** Opening RECORDS SHOWN block **

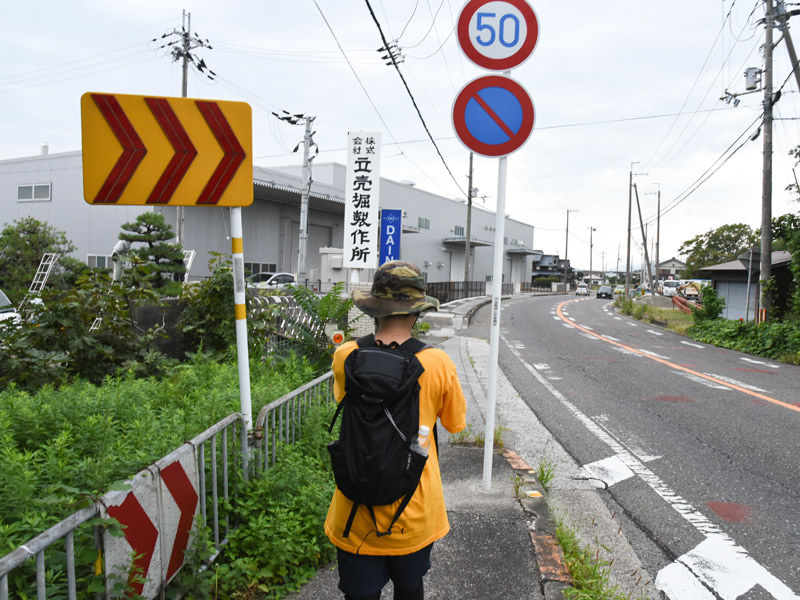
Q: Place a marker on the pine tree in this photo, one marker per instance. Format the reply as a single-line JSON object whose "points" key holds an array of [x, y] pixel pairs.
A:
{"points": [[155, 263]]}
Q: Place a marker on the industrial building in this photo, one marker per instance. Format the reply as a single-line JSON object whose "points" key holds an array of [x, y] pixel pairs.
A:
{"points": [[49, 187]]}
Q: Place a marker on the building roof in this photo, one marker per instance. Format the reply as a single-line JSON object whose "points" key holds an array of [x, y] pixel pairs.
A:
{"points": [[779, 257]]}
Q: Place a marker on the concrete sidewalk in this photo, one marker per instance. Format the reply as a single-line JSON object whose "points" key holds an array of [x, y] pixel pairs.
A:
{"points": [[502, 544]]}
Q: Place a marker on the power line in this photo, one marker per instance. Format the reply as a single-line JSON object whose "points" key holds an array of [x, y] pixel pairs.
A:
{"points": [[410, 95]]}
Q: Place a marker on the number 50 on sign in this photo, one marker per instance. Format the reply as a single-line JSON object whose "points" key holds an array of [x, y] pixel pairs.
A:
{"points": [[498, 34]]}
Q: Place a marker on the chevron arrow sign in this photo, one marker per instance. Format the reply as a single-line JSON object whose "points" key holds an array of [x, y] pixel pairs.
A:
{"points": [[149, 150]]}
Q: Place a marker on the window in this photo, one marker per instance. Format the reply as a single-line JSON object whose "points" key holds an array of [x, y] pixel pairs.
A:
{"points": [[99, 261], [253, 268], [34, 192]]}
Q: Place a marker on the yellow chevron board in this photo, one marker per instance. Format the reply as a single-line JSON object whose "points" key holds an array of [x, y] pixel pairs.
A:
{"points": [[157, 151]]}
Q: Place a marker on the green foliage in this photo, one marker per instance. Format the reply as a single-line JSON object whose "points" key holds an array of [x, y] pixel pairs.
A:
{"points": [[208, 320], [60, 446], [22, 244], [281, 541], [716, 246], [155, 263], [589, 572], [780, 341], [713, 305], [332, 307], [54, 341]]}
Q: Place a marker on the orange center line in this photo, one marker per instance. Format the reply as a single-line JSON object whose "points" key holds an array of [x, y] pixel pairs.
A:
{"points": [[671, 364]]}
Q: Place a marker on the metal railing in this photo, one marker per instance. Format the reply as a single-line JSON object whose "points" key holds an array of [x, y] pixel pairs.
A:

** Closing RECORDS SHOWN block **

Everything from the line with "Q: Place a marker on the metal" to the last line of the entries above is to be retyped exactly. Include both ends.

#### ANSWER SECTION
Q: Place a marker on the metal railing in this photo, one marker per instance. Format the reply as a single-line JSON object whose "points" key holds an array of [x, y] pixel pairs.
A:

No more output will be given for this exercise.